━━━━━ Task input ━━━━━

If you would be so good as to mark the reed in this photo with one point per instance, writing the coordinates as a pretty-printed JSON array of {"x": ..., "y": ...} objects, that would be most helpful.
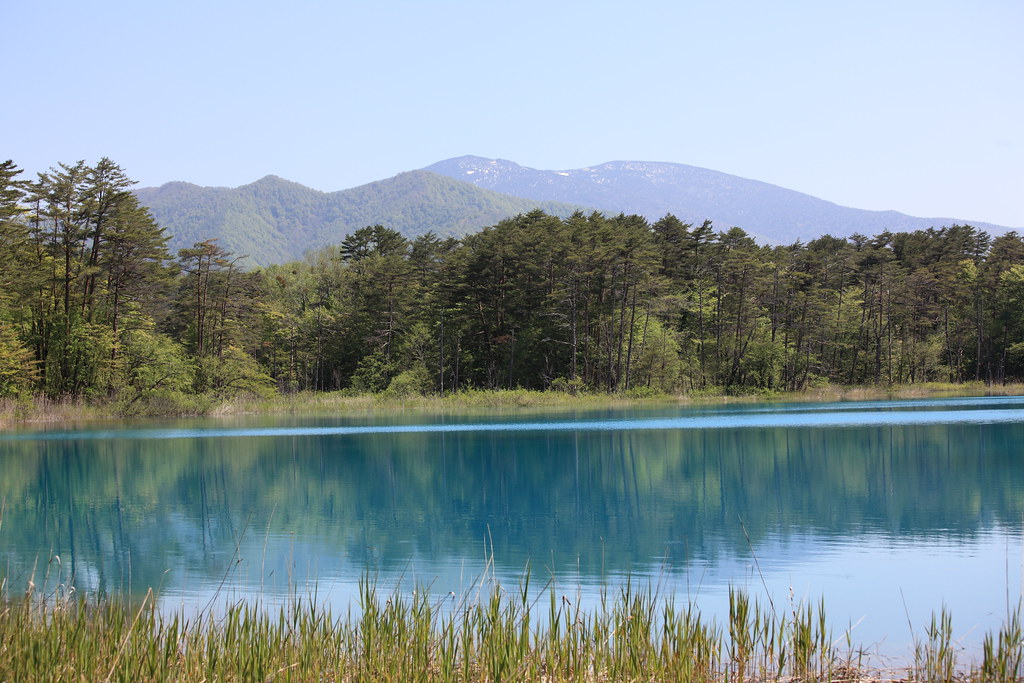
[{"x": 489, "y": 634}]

━━━━━
━━━━━ Task input ━━━━━

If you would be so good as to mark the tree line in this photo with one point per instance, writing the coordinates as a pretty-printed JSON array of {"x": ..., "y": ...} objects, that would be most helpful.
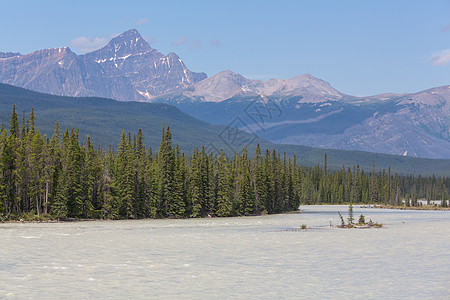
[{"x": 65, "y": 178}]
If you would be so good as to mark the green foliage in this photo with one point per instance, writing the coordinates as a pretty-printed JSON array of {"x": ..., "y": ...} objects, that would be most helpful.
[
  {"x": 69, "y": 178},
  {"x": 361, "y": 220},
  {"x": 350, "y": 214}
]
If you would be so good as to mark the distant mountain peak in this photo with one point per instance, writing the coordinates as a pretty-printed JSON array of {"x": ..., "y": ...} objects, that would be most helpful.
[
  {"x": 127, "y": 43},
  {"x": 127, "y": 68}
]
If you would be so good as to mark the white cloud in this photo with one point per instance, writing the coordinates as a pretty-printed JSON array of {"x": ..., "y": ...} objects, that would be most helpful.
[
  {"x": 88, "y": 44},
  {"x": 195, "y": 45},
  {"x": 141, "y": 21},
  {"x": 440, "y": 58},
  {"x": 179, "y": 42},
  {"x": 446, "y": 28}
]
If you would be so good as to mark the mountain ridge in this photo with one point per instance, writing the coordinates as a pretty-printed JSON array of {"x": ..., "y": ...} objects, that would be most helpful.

━━━━━
━━━━━ Task input ━━━━━

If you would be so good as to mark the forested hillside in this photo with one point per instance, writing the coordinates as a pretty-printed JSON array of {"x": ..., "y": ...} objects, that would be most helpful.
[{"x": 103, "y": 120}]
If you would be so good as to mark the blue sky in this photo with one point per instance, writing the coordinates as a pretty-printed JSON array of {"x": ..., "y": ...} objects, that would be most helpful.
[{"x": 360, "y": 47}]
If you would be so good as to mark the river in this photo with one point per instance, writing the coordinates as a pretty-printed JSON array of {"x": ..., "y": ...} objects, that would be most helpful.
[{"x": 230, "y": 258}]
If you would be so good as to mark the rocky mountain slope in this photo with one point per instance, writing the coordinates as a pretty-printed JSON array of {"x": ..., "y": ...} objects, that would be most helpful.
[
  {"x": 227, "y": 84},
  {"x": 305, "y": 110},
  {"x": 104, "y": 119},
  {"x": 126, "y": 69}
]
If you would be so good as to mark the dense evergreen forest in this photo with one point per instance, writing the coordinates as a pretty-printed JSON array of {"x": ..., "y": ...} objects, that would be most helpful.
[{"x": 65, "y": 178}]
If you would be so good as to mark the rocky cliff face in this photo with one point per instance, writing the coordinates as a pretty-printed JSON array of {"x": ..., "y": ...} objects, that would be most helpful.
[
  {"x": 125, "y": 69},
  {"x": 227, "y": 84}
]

━━━━━

* **Exercise goal**:
Pull out every line above that contains the string "rocky", treating case as significant.

* **Answer for the task**:
If you would be so good as to mark the rocky mountain slope in this photo with one point per instance, writing the coordinates as a pretty-printed JSON array of {"x": ..., "y": ...} objects, that would be most helpful.
If you would be so good as to mark the rocky cliff face in this photo with one point per instance, writing the coordinates as a pretty-printed JSON array of {"x": ..., "y": ...} objects, that would be most helpful.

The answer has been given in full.